**EXERCISES TO COMPLETE:**
(1) Using the article on Goddard's appointment, answer the following:
(a) Whose council seat does Goddard fill?
(b) On what occasion did Goddard join the Green Party?
(c) For how many years has Goddard been a Safe Routes to Schools team leader and a member of the Ross Valley SR2S task force?
(2) Reproduce the passage of the article on Goddard's appointment that begins at the words "Green appointed to" and stops after "on April 3rd.".

**TEXT EXCERPT:**
Green appointed to Fairfax Town Council

Friday, April 5, 2013

Fairfax Green Renée Goddard was appointed to fill a vacancy on the Fairfax Town Council on April 3rd.  

An 18-year resident, teacher, environmental consultant and activist, and mother of two, who stands for "visionary thinking from a realistic perspective", Goddard replaces outgoing Green Ryan O'Neil, who moved just outside of the city limits in February and thus vacated his seat.

Goddard becomes the fourth Green once again on the five-member Town Council, where Greens have had at least a 3/5 majority since 2009, joining Mayor John Reed and councilmembers Larry Bragman and Pam Hartwell-Herrero
 
Goddard joined the Green Party on Earth Day 2012, when she registered Green at Earth Day Marin. "I was and am disillusioned by what our government defines as leadership. All ethics lost to the point where, as a parent, I feel like I have to shield my children from the bitter battles modeled by our politicians, who bow to the financial manipulations of big corporations."
 
"I wanted to feel proud of the leadership I take my time to vote for. If government is a disgrace which makes you feel ashamed before your children, then its time for a change. The Green Party stands for what I stand for, and is willing to look at the larger collage of people's needs and human rights and drive the necessary steps to accomplish the job." 
 
In seeking appointment to the Fairfax Town Council, Goddard emphasized "transit oriented development that matches our town's unique character and meets the great variety of people's needs", along with the city being a model of participatory democracy, and expanded opportunities for youth, music and art. Renee has been the Zero Waste project coordinator for Sustainable Fairfax, and intends to continue driving Fairfax toward its goal of Zero Waste by 2020, 5 years ahead of Marin County’s goal of 2025. 
 
Goddard recently attended the Climate Forward Rally in Washington, D.C., where she was one of 40,000 people opposing the Keystone XL tar sands pipeline, while demanding immediate action to deal with climate change. The Fairfax Town Council recently passed a resolution against the Keystone XL pipeline. “We can take a stand and provide education to our communities in order to inspire people to take action on a local level. Our local actions and their ripple effect contribute to and provide power to the work being done on a National and Global scale.”
 
Combining the experience of her work as a whitewater guide and team building coordinator for Project Raft (Russians and Americans for Teamwork) with her Masters degree in Drama Therapy and being a long-time boardmember at Sustainable Fairfax, Goddard has learned to listen, organize and activate people around common passions and goals. She hopes to bring those skills to the Council.
 
An enthusiastic cyclist, Goddard already rides 5 to 10 miles a day for commuting and errands. “When I am on the road on my bicycle, I am reminded with each breath that we all share the air and the streets of town are public space for all members of the communitiy. You can see people smile when you aren’t separated by tinted windows. In this busy time, a wave and a smile go miles toward helping communities feel more connected." Goddard has been a Safe Routes to Schools (SR2S) team leader and member of the Ross Valley SR2S task force for 8 years. "We have a circulation element in our general plan which was painstakingly created with bicycle and pedestrian infrastructure as center pieces. The changes required to make our travel routes safer are already designed and ready for engineering and I plan to lend every effort toward the implementation of those plans.”

**EXTRACTED MATERIAL:**
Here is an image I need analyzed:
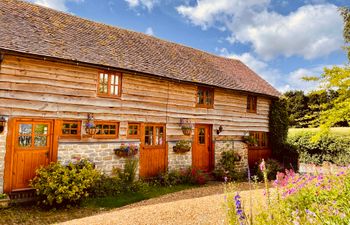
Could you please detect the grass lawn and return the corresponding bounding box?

--

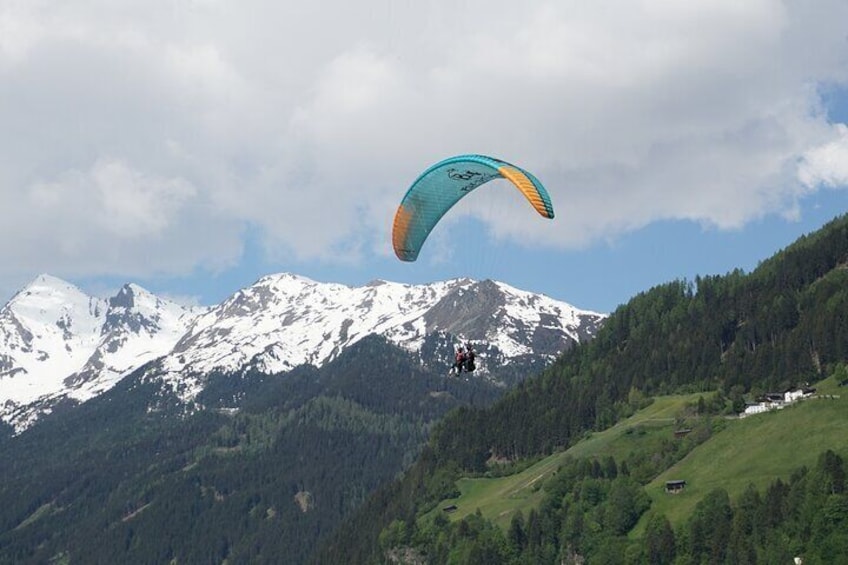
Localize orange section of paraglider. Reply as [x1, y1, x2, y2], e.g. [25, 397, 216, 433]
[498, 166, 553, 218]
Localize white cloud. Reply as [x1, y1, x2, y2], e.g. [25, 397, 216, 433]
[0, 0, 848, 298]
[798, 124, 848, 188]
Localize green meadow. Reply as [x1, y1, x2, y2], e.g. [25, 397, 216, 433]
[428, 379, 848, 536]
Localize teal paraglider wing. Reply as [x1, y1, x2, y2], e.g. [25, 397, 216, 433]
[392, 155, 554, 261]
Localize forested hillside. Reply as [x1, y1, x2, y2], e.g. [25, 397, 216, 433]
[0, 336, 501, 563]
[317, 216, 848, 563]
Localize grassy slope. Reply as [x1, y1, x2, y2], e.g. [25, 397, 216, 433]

**RESULTS:**
(1)
(a) Ryan O'Neil's
(b) Earth Day 2012, when she registered Green at Earth Day Marin
(c) 8 years

(2)
Green appointed to Fairfax Town Council

Friday, April 5, 2013

Fairfax Green Renée Goddard was appointed to fill a vacancy on the Fairfax Town Council on April 3rd.